__YOUR TASK__
Turn the data below into a numbered list with one line per entry, leaving out any blank lines.
══ STORED ROWS
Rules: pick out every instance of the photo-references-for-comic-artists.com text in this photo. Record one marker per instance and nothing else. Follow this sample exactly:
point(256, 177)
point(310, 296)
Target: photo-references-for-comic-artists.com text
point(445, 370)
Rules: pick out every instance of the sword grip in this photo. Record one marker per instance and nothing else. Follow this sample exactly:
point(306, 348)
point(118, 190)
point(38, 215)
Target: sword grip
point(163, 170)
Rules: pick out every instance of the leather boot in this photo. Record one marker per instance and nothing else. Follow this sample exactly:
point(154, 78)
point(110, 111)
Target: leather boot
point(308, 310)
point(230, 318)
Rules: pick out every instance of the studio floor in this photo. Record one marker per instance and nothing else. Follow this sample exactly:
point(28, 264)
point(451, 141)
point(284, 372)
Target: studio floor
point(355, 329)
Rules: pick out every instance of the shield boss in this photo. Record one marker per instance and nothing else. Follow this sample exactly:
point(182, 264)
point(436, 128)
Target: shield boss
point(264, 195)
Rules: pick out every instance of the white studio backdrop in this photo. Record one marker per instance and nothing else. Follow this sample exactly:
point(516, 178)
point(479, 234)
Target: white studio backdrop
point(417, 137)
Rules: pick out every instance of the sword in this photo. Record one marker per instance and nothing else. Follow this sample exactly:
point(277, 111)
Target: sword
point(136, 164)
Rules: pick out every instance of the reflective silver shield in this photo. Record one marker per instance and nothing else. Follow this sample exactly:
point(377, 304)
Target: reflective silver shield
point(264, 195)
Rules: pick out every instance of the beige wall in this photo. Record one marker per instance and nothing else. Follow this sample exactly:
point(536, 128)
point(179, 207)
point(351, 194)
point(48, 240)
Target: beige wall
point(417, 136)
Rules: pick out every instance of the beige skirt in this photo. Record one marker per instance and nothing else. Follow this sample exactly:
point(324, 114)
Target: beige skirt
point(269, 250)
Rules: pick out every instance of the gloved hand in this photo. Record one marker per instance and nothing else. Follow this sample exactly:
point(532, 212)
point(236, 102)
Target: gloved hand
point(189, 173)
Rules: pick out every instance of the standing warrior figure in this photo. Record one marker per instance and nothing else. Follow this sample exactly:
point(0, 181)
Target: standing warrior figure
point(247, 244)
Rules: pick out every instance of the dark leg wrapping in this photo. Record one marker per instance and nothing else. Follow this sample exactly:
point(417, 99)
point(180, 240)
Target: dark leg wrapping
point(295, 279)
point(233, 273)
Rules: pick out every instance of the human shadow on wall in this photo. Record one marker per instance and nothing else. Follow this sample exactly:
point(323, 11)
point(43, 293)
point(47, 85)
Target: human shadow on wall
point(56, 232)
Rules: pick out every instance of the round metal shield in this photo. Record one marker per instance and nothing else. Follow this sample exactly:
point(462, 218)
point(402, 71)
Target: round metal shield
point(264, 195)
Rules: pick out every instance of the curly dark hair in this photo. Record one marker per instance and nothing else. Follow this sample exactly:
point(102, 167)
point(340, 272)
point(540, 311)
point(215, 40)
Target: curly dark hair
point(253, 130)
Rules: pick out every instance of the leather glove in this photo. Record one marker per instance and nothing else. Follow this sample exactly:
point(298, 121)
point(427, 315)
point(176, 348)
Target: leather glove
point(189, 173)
════
__FINAL ANSWER__
1. Rules: pick out every instance of the photo-references-for-comic-artists.com text in this photo. Record one marker per instance and nothing else. Follow this sample exactly:
2. point(256, 177)
3. point(310, 296)
4. Target: photo-references-for-comic-artists.com text
5. point(445, 370)
6. Rules: pick out every instance of the sword grip in this photo. Record one marker per instance and nothing else. Follow this sample exactly:
7. point(306, 348)
8. point(118, 190)
9. point(38, 215)
10. Target: sword grip
11. point(163, 170)
12. Rules: pick out every instance of the leather boot in this photo. Record one marker per instance and nothing else. Follow this sample exactly:
13. point(154, 78)
14. point(110, 111)
15. Target: leather boot
16. point(308, 310)
17. point(230, 318)
18. Rules: pick out every instance of the studio floor in this photo. Record one marker per instance and nothing else. Follow this sample exactly:
19. point(28, 264)
20. point(451, 141)
21. point(284, 372)
22. Target: studio floor
23. point(355, 329)
24. Rules: pick out every instance of the shield boss in this photo. Record one marker per instance and nothing else. Follow this sample exactly:
25. point(182, 264)
26. point(436, 128)
27. Target: shield boss
28. point(264, 195)
29. Rules: pick out every instance of the white studio backdrop in this photo. Record one marker per instance and nothing else. Follow this sample exactly:
30. point(516, 178)
31. point(479, 234)
32. Target: white studio backdrop
33. point(417, 137)
34. Rules: pick out every instance of the sword in this photo. Record one marker per instance and nothing else. Follow this sample exactly:
35. point(277, 111)
36. Target: sword
37. point(136, 164)
38. Rules: pick out every instance of the reflective silver shield in this photo. Record one marker per instance and nothing else. Follow this sample exactly:
39. point(377, 304)
40. Target: reflective silver shield
41. point(264, 195)
42. Rules: pick out every instance of the beige wall in this photo. Record one marker per instance and nothing else. Follow this sample exactly:
43. point(536, 128)
44. point(179, 207)
45. point(351, 194)
46. point(48, 240)
47. Target: beige wall
48. point(417, 136)
49. Rules: pick out every instance of the beige skirt in this photo. Record one marker per instance and nothing else. Follow this sample exactly:
50. point(324, 114)
51. Target: beige skirt
52. point(269, 250)
53. Rules: pick out every instance of the gloved hand in this photo. Record one marker per instance and nothing else. Follow this sample exactly:
54. point(532, 212)
55. point(236, 102)
56. Target: gloved hand
57. point(189, 173)
58. Rules: pick out every instance of the standing warrior figure in this photo. Record one marker per instance and nothing else. Follow this sample exactly:
59. point(0, 181)
60. Target: standing warrior figure
61. point(247, 244)
62. Rules: pick out every instance of the dark leg wrapping in this photo. Record one marker per instance and nothing else. Follow this sample exactly:
63. point(417, 99)
64. point(180, 240)
65. Target: dark leg wrapping
66. point(295, 279)
67. point(233, 273)
68. Rules: pick out every instance of the human shadow on wall in this photo. Record one marker per instance and nothing else. Follow this sample exactly:
69. point(323, 11)
70. point(43, 293)
71. point(47, 85)
72. Target: human shadow on wall
73. point(56, 232)
74. Rules: pick out every instance of the round metal shield in this photo. Record one marker per instance and nothing else. Follow this sample exactly:
75. point(462, 218)
76. point(402, 71)
77. Target: round metal shield
78. point(264, 195)
79. Rules: pick out every instance of the curly dark hair in this photo. Record one marker per instance and nothing else. Follow this sample exactly:
80. point(102, 167)
81. point(340, 272)
82. point(540, 311)
83. point(215, 40)
84. Target: curly dark hair
85. point(253, 130)
86. Rules: pick out every instance of the leather glove in this photo. Record one marker per instance and nothing else. Follow this sample exactly:
87. point(298, 121)
88. point(427, 315)
89. point(176, 348)
90. Target: leather glove
91. point(189, 173)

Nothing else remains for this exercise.